* _Description of the task_: Copy out the lines from the one containing "Return the outline of every instance of the black" to the one containing "40 121 L 44", both included, with no changes.

* begin Recorded information *

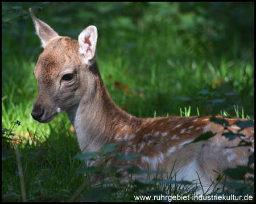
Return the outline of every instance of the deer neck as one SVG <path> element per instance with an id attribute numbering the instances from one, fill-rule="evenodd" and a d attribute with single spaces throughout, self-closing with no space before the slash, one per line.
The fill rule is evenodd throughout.
<path id="1" fill-rule="evenodd" d="M 90 69 L 94 78 L 93 86 L 86 91 L 90 92 L 90 100 L 85 93 L 79 103 L 67 110 L 84 152 L 97 151 L 102 146 L 118 142 L 115 136 L 124 137 L 123 131 L 120 134 L 124 126 L 126 129 L 133 128 L 141 120 L 114 103 L 104 86 L 96 62 Z"/>

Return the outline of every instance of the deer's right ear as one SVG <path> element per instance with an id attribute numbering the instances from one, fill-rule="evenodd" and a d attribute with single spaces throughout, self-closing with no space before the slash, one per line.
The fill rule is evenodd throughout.
<path id="1" fill-rule="evenodd" d="M 93 26 L 88 27 L 79 35 L 79 52 L 86 65 L 93 64 L 96 58 L 97 39 L 97 28 Z"/>
<path id="2" fill-rule="evenodd" d="M 59 36 L 59 35 L 46 23 L 35 16 L 31 8 L 30 8 L 30 12 L 35 24 L 36 34 L 41 41 L 42 46 L 44 48 L 52 39 Z"/>

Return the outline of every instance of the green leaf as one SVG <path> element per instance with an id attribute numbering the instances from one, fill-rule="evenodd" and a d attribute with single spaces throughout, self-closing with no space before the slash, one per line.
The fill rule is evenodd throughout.
<path id="1" fill-rule="evenodd" d="M 76 173 L 100 173 L 101 168 L 99 167 L 89 167 L 78 169 L 76 171 Z"/>
<path id="2" fill-rule="evenodd" d="M 254 122 L 251 120 L 246 121 L 238 120 L 236 122 L 236 125 L 242 129 L 247 128 L 254 128 Z"/>
<path id="3" fill-rule="evenodd" d="M 229 125 L 229 123 L 226 120 L 225 120 L 224 118 L 217 118 L 214 116 L 212 116 L 210 118 L 210 121 L 220 125 Z"/>
<path id="4" fill-rule="evenodd" d="M 14 7 L 11 7 L 11 8 L 15 9 L 15 10 L 19 10 L 19 9 L 22 9 L 22 7 L 20 6 L 14 6 Z"/>
<path id="5" fill-rule="evenodd" d="M 247 167 L 238 166 L 235 168 L 228 168 L 224 172 L 229 177 L 236 180 L 242 180 L 247 172 L 254 173 L 254 171 Z"/>
<path id="6" fill-rule="evenodd" d="M 126 166 L 126 167 L 118 167 L 119 169 L 126 169 L 129 173 L 135 175 L 149 175 L 151 173 L 163 173 L 162 172 L 158 172 L 155 171 L 150 170 L 142 170 L 138 167 L 134 166 Z"/>
<path id="7" fill-rule="evenodd" d="M 221 184 L 228 186 L 231 188 L 236 189 L 241 189 L 245 188 L 250 187 L 250 184 L 245 182 L 221 182 Z"/>
<path id="8" fill-rule="evenodd" d="M 94 159 L 96 156 L 95 152 L 88 152 L 85 154 L 80 154 L 77 155 L 75 156 L 73 159 L 79 159 L 80 161 L 87 161 L 89 160 L 92 160 Z"/>
<path id="9" fill-rule="evenodd" d="M 245 136 L 243 134 L 239 133 L 233 133 L 232 131 L 229 131 L 228 133 L 224 133 L 222 134 L 223 136 L 225 136 L 226 138 L 228 138 L 229 140 L 232 141 L 236 139 L 237 137 Z"/>
<path id="10" fill-rule="evenodd" d="M 115 157 L 117 158 L 117 160 L 129 160 L 130 159 L 138 158 L 141 157 L 142 156 L 143 156 L 142 155 L 136 154 L 131 154 L 129 155 L 128 156 L 123 155 L 122 154 L 117 154 L 115 155 Z"/>
<path id="11" fill-rule="evenodd" d="M 27 26 L 27 22 L 23 19 L 19 19 L 18 21 L 18 27 L 19 28 L 19 34 L 22 35 L 26 27 Z"/>
<path id="12" fill-rule="evenodd" d="M 107 187 L 96 187 L 88 189 L 82 200 L 84 202 L 98 202 L 111 195 L 111 189 Z"/>
<path id="13" fill-rule="evenodd" d="M 101 147 L 101 150 L 106 152 L 111 152 L 115 150 L 117 148 L 117 146 L 120 144 L 122 144 L 122 143 L 119 142 L 117 143 L 106 145 L 105 146 Z"/>
<path id="14" fill-rule="evenodd" d="M 207 140 L 211 137 L 213 137 L 215 135 L 215 134 L 213 134 L 211 131 L 208 131 L 205 133 L 202 134 L 197 137 L 196 139 L 195 139 L 191 143 L 197 142 L 199 141 L 205 141 Z"/>

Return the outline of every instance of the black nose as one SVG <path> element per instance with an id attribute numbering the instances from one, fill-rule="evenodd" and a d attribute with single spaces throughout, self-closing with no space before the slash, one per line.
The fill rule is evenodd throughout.
<path id="1" fill-rule="evenodd" d="M 40 121 L 44 114 L 44 110 L 40 107 L 34 107 L 31 112 L 33 118 L 37 121 Z"/>

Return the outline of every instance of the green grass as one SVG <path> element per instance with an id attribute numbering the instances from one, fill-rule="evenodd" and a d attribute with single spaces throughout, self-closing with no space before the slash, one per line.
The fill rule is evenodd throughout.
<path id="1" fill-rule="evenodd" d="M 2 4 L 3 12 L 16 4 Z M 22 5 L 27 10 L 33 6 Z M 158 15 L 156 22 L 152 21 L 150 15 L 156 12 L 157 4 L 144 11 L 144 18 L 138 15 L 135 23 L 122 12 L 116 11 L 118 18 L 112 18 L 100 10 L 114 6 L 94 6 L 103 14 L 96 17 L 95 8 L 86 12 L 77 10 L 76 4 L 58 5 L 54 14 L 57 8 L 48 7 L 35 15 L 60 35 L 75 39 L 87 26 L 97 27 L 97 62 L 104 82 L 115 102 L 133 115 L 195 116 L 199 111 L 200 115 L 225 113 L 254 118 L 254 45 L 234 37 L 222 47 L 214 40 L 206 40 L 203 33 L 197 37 L 195 31 L 202 27 L 181 30 L 175 17 L 161 19 Z M 64 15 L 65 12 L 69 15 Z M 177 15 L 185 16 L 185 12 L 182 15 L 180 12 Z M 11 121 L 21 122 L 14 134 L 21 141 L 18 147 L 27 199 L 67 201 L 87 181 L 82 174 L 75 173 L 85 164 L 73 159 L 80 149 L 66 113 L 48 124 L 36 122 L 30 115 L 38 94 L 32 73 L 42 49 L 31 19 L 23 36 L 14 22 L 2 30 L 2 125 L 9 129 Z M 212 46 L 214 43 L 217 45 Z M 2 201 L 21 201 L 16 155 L 10 145 L 9 158 L 2 164 Z M 86 192 L 86 189 L 81 195 Z M 133 200 L 131 194 L 126 196 L 124 200 Z"/>

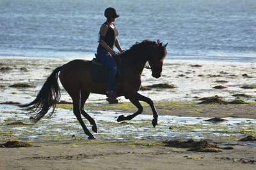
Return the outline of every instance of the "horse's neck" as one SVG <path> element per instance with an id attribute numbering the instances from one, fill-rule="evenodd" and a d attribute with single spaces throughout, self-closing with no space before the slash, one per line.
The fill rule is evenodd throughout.
<path id="1" fill-rule="evenodd" d="M 125 69 L 129 70 L 131 73 L 141 75 L 147 61 L 140 61 L 135 56 L 125 57 L 122 58 L 122 64 L 126 67 Z"/>

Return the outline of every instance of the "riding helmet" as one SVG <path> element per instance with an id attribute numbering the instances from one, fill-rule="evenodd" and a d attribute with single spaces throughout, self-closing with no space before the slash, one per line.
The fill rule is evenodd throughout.
<path id="1" fill-rule="evenodd" d="M 112 7 L 108 8 L 105 10 L 104 15 L 106 18 L 108 17 L 119 17 L 119 15 L 117 13 L 116 10 Z"/>

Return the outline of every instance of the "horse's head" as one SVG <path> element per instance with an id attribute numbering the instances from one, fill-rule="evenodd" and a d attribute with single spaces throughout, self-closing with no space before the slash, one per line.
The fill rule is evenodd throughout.
<path id="1" fill-rule="evenodd" d="M 148 64 L 151 67 L 152 76 L 154 78 L 159 78 L 162 75 L 163 61 L 167 54 L 166 49 L 167 44 L 163 45 L 163 43 L 157 40 L 156 45 L 150 50 Z"/>

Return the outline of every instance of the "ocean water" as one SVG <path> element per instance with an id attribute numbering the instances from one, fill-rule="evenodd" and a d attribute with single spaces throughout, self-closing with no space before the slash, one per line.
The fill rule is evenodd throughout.
<path id="1" fill-rule="evenodd" d="M 170 60 L 256 61 L 255 0 L 1 0 L 0 56 L 92 58 L 109 6 L 124 49 L 160 39 Z"/>

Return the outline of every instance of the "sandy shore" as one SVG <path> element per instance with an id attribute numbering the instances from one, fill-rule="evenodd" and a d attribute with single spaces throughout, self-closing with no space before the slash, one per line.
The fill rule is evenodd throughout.
<path id="1" fill-rule="evenodd" d="M 3 59 L 0 103 L 32 101 L 52 71 L 70 60 Z M 20 108 L 0 104 L 0 144 L 17 140 L 34 146 L 0 148 L 0 169 L 255 169 L 255 141 L 238 140 L 256 136 L 256 67 L 254 63 L 226 64 L 169 61 L 157 81 L 145 70 L 143 86 L 161 83 L 175 87 L 140 91 L 157 101 L 155 105 L 159 117 L 156 129 L 147 104 L 141 103 L 143 115 L 119 124 L 116 121 L 118 115 L 133 113 L 136 108 L 124 99 L 123 103 L 109 104 L 105 97 L 92 94 L 85 110 L 98 125 L 99 133 L 94 134 L 98 139 L 94 141 L 88 141 L 83 134 L 70 104 L 58 104 L 51 119 L 42 119 L 35 125 L 29 124 L 30 115 Z M 17 83 L 30 87 L 11 87 Z M 220 85 L 223 89 L 215 88 Z M 70 96 L 61 88 L 61 99 L 70 102 Z M 201 97 L 218 95 L 231 101 L 237 94 L 244 95 L 241 99 L 250 104 L 198 104 Z M 227 120 L 220 124 L 204 121 L 213 117 Z M 9 124 L 17 120 L 27 124 Z M 234 150 L 195 152 L 163 143 L 166 139 L 176 138 L 204 139 Z"/>
<path id="2" fill-rule="evenodd" d="M 0 169 L 255 169 L 255 151 L 223 153 L 129 143 L 67 142 L 1 148 Z"/>

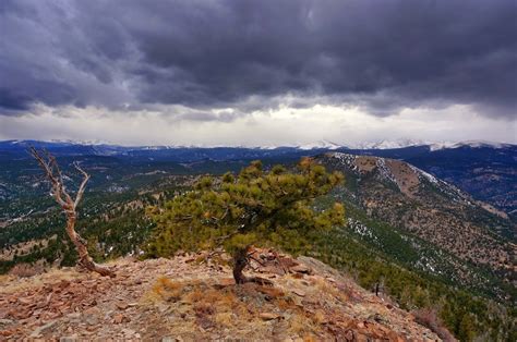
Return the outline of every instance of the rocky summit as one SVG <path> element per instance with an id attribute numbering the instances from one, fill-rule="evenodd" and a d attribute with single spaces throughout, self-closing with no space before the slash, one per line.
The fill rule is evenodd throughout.
<path id="1" fill-rule="evenodd" d="M 255 249 L 236 285 L 228 256 L 109 264 L 116 278 L 73 268 L 28 278 L 3 276 L 0 340 L 437 341 L 387 297 L 310 257 Z"/>

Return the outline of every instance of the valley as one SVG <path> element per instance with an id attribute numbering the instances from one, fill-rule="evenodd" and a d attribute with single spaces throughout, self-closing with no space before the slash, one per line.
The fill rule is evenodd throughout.
<path id="1" fill-rule="evenodd" d="M 76 259 L 63 232 L 64 217 L 26 154 L 34 143 L 0 143 L 0 271 L 23 277 L 73 266 Z M 309 249 L 287 246 L 286 253 L 325 261 L 369 291 L 381 285 L 401 308 L 434 307 L 453 332 L 465 317 L 472 317 L 479 331 L 492 327 L 489 334 L 509 337 L 515 331 L 515 146 L 454 151 L 468 156 L 455 158 L 470 158 L 485 173 L 507 174 L 492 180 L 493 193 L 488 194 L 468 191 L 473 180 L 461 170 L 469 163 L 454 163 L 429 147 L 131 149 L 38 144 L 58 157 L 70 188 L 79 181 L 73 161 L 92 174 L 77 230 L 98 261 L 145 257 L 154 228 L 146 208 L 164 205 L 204 174 L 238 172 L 254 159 L 266 169 L 277 163 L 291 168 L 300 157 L 312 156 L 345 174 L 345 185 L 316 203 L 325 207 L 342 201 L 347 224 L 314 236 Z M 486 155 L 491 157 L 481 157 Z M 504 205 L 501 196 L 507 196 Z"/>

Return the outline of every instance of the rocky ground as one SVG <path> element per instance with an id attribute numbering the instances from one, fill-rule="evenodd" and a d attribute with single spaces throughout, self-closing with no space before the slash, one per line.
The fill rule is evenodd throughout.
<path id="1" fill-rule="evenodd" d="M 435 341 L 429 329 L 328 266 L 256 251 L 236 285 L 227 257 L 111 262 L 117 277 L 75 269 L 0 279 L 3 340 Z"/>

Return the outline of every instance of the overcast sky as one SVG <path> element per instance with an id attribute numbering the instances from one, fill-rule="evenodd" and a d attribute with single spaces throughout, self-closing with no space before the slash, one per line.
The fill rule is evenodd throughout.
<path id="1" fill-rule="evenodd" d="M 8 138 L 517 143 L 517 2 L 2 0 Z"/>

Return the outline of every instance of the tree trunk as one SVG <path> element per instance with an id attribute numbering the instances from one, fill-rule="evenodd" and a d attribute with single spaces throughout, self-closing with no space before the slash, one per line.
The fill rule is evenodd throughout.
<path id="1" fill-rule="evenodd" d="M 79 265 L 84 267 L 89 271 L 94 271 L 99 273 L 100 276 L 105 277 L 115 277 L 115 273 L 98 264 L 96 264 L 88 254 L 88 249 L 86 248 L 86 244 L 83 242 L 82 237 L 75 232 L 75 212 L 67 211 L 67 233 L 72 240 L 73 244 L 75 245 L 75 249 L 79 253 Z"/>
<path id="2" fill-rule="evenodd" d="M 239 248 L 233 253 L 233 279 L 236 284 L 243 284 L 248 278 L 242 273 L 248 266 L 248 248 Z"/>

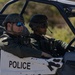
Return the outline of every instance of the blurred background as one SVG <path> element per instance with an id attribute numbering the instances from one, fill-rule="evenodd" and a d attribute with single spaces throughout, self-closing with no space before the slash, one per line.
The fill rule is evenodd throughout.
<path id="1" fill-rule="evenodd" d="M 9 0 L 0 0 L 0 10 L 7 1 Z M 19 2 L 10 5 L 3 14 L 20 13 L 24 2 L 25 0 L 20 0 Z M 30 2 L 26 8 L 26 11 L 23 14 L 25 19 L 25 25 L 30 32 L 32 32 L 28 26 L 30 18 L 32 15 L 38 13 L 45 14 L 48 17 L 49 26 L 47 30 L 47 35 L 65 41 L 67 43 L 69 43 L 74 38 L 74 34 L 68 27 L 63 17 L 60 15 L 59 11 L 54 6 L 36 2 Z M 75 26 L 75 18 L 70 18 L 70 20 Z"/>

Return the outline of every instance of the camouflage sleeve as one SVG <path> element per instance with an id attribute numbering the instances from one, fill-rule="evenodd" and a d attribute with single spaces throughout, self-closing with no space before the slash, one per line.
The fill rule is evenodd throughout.
<path id="1" fill-rule="evenodd" d="M 63 42 L 63 41 L 61 41 L 61 40 L 55 40 L 55 44 L 56 44 L 57 46 L 60 46 L 60 47 L 63 48 L 63 49 L 66 49 L 67 46 L 68 46 L 67 43 L 65 43 L 65 42 Z"/>

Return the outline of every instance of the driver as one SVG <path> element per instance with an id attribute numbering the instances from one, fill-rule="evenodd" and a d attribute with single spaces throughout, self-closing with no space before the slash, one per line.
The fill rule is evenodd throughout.
<path id="1" fill-rule="evenodd" d="M 53 57 L 63 56 L 68 44 L 45 35 L 48 28 L 47 21 L 47 16 L 42 14 L 36 14 L 31 17 L 29 23 L 33 31 L 33 33 L 31 33 L 31 42 L 37 49 L 47 52 Z"/>
<path id="2" fill-rule="evenodd" d="M 32 46 L 28 39 L 28 30 L 24 26 L 24 19 L 19 14 L 8 15 L 3 25 L 5 33 L 0 37 L 0 48 L 18 57 L 48 57 L 51 55 Z M 24 31 L 24 33 L 23 33 Z M 23 33 L 23 34 L 22 34 Z M 23 36 L 24 35 L 24 36 Z"/>

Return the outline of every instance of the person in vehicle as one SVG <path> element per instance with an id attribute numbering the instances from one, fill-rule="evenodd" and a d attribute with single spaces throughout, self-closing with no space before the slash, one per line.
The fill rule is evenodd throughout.
<path id="1" fill-rule="evenodd" d="M 24 26 L 24 18 L 19 14 L 8 15 L 3 25 L 5 32 L 0 36 L 0 48 L 20 58 L 23 57 L 48 57 L 51 55 L 33 47 L 27 37 L 29 32 Z M 23 31 L 24 35 L 23 36 Z"/>
<path id="2" fill-rule="evenodd" d="M 29 26 L 33 31 L 30 35 L 31 42 L 37 49 L 49 53 L 53 57 L 59 57 L 65 54 L 67 43 L 45 36 L 48 28 L 48 18 L 46 15 L 36 14 L 32 16 Z"/>

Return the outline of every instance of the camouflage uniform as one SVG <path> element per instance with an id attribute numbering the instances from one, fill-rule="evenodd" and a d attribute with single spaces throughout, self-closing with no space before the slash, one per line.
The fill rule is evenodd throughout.
<path id="1" fill-rule="evenodd" d="M 10 14 L 5 18 L 3 25 L 6 31 L 0 36 L 0 48 L 18 57 L 41 57 L 42 51 L 32 47 L 27 37 L 29 35 L 28 30 L 25 27 L 26 31 L 24 30 L 22 35 L 13 35 L 7 32 L 7 23 L 17 22 L 24 23 L 23 17 L 19 14 Z"/>
<path id="2" fill-rule="evenodd" d="M 47 38 L 45 36 L 46 32 L 41 33 L 41 31 L 39 30 L 40 28 L 47 29 L 47 20 L 47 17 L 42 14 L 36 14 L 32 16 L 29 23 L 29 26 L 33 30 L 33 33 L 31 34 L 31 41 L 37 49 L 47 52 L 51 54 L 53 57 L 63 56 L 65 52 L 67 52 L 66 47 L 68 44 L 62 42 L 61 40 Z M 70 49 L 72 48 L 70 47 Z"/>

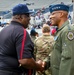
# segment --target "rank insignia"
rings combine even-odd
[[[74,34],[73,34],[73,32],[68,32],[67,37],[68,37],[69,40],[73,40],[73,39],[74,39]]]

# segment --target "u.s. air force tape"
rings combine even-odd
[[[67,37],[68,37],[69,40],[73,40],[73,39],[74,39],[74,34],[73,34],[73,32],[68,32]]]

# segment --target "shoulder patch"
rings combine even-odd
[[[67,37],[68,37],[69,40],[73,40],[73,39],[74,39],[74,34],[73,34],[73,32],[68,32]]]

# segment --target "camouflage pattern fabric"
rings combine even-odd
[[[38,60],[46,60],[46,58],[49,56],[49,54],[52,51],[52,45],[54,43],[53,36],[50,35],[43,35],[40,36],[35,40],[35,55],[36,55],[36,61]],[[45,70],[43,73],[37,72],[36,75],[49,75],[50,74],[50,68],[48,70]]]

* end Recorded information *

* _Answer to the exercise_:
Return the outline of every instance of the black nose as one SVG <path> element per instance with an id attribute numbering the instances from one, fill-rule="evenodd" and a d attribute with single spaces throughout, self-closing with no space before the slash, one per line.
The fill rule is evenodd throughout.
<path id="1" fill-rule="evenodd" d="M 40 121 L 44 114 L 44 110 L 40 107 L 34 107 L 31 112 L 33 118 L 37 121 Z"/>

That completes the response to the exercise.